• _TASK BRIEF_: Return all lines from the entries below in which the word "grass" is present.
========
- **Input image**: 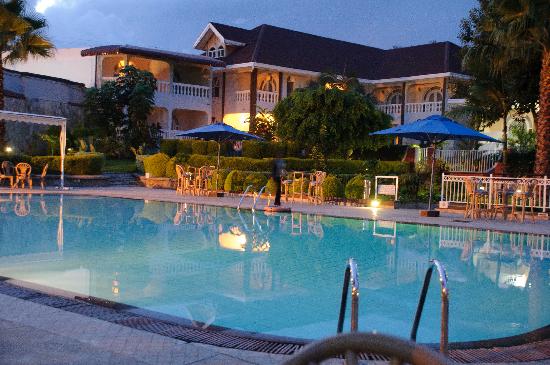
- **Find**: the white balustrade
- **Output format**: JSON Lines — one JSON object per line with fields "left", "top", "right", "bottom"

{"left": 235, "top": 90, "right": 250, "bottom": 102}
{"left": 440, "top": 174, "right": 550, "bottom": 211}
{"left": 405, "top": 102, "right": 442, "bottom": 114}
{"left": 416, "top": 148, "right": 502, "bottom": 173}
{"left": 257, "top": 90, "right": 279, "bottom": 104}
{"left": 102, "top": 78, "right": 210, "bottom": 99}
{"left": 376, "top": 104, "right": 402, "bottom": 115}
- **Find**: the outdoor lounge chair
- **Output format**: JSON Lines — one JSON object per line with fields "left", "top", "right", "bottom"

{"left": 511, "top": 178, "right": 538, "bottom": 223}
{"left": 0, "top": 161, "right": 14, "bottom": 187}
{"left": 38, "top": 164, "right": 48, "bottom": 189}
{"left": 14, "top": 163, "right": 32, "bottom": 189}
{"left": 175, "top": 164, "right": 185, "bottom": 195}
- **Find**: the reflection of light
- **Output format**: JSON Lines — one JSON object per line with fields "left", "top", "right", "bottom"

{"left": 252, "top": 242, "right": 270, "bottom": 252}
{"left": 218, "top": 226, "right": 247, "bottom": 251}
{"left": 4, "top": 146, "right": 12, "bottom": 153}
{"left": 371, "top": 199, "right": 380, "bottom": 208}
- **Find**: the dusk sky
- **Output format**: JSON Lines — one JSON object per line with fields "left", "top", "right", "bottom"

{"left": 32, "top": 0, "right": 478, "bottom": 53}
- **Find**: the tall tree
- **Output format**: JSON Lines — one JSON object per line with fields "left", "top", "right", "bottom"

{"left": 0, "top": 0, "right": 53, "bottom": 146}
{"left": 476, "top": 0, "right": 549, "bottom": 175}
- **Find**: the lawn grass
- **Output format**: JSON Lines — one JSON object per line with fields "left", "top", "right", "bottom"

{"left": 104, "top": 159, "right": 137, "bottom": 173}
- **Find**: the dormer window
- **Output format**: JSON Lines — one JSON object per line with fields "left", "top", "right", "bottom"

{"left": 208, "top": 47, "right": 216, "bottom": 58}
{"left": 218, "top": 46, "right": 225, "bottom": 58}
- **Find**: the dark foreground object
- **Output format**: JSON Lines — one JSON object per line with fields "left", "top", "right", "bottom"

{"left": 420, "top": 210, "right": 440, "bottom": 217}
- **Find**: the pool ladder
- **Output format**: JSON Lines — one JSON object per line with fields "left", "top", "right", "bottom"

{"left": 237, "top": 185, "right": 268, "bottom": 212}
{"left": 337, "top": 258, "right": 450, "bottom": 362}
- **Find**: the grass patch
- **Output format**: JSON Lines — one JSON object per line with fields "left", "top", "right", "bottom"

{"left": 104, "top": 159, "right": 137, "bottom": 173}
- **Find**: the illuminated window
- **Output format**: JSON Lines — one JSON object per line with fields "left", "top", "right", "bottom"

{"left": 259, "top": 76, "right": 276, "bottom": 92}
{"left": 424, "top": 87, "right": 443, "bottom": 102}
{"left": 386, "top": 91, "right": 402, "bottom": 105}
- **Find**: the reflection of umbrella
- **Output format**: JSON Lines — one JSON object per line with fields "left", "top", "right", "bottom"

{"left": 370, "top": 115, "right": 501, "bottom": 211}
{"left": 176, "top": 122, "right": 263, "bottom": 171}
{"left": 57, "top": 195, "right": 63, "bottom": 254}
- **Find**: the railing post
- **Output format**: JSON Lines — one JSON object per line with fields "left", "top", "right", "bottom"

{"left": 440, "top": 173, "right": 445, "bottom": 207}
{"left": 488, "top": 174, "right": 493, "bottom": 209}
{"left": 544, "top": 176, "right": 548, "bottom": 213}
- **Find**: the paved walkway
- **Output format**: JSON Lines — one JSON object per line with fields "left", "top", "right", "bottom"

{"left": 1, "top": 186, "right": 549, "bottom": 235}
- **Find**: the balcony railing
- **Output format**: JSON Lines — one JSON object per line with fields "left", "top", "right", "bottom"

{"left": 233, "top": 90, "right": 279, "bottom": 105}
{"left": 235, "top": 90, "right": 250, "bottom": 102}
{"left": 416, "top": 148, "right": 502, "bottom": 173}
{"left": 405, "top": 102, "right": 442, "bottom": 114}
{"left": 101, "top": 78, "right": 209, "bottom": 99}
{"left": 376, "top": 101, "right": 458, "bottom": 122}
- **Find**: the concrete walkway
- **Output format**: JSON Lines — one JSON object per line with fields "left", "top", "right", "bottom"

{"left": 1, "top": 186, "right": 549, "bottom": 235}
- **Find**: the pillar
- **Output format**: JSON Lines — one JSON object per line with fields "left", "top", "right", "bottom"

{"left": 278, "top": 71, "right": 283, "bottom": 101}
{"left": 441, "top": 77, "right": 448, "bottom": 114}
{"left": 221, "top": 71, "right": 226, "bottom": 120}
{"left": 400, "top": 82, "right": 406, "bottom": 125}
{"left": 249, "top": 68, "right": 258, "bottom": 131}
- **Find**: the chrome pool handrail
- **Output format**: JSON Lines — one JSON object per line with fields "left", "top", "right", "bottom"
========
• _OUTPUT FOR THIS TASK_:
- **Find**: the lawn grass
- **Find**: the grass patch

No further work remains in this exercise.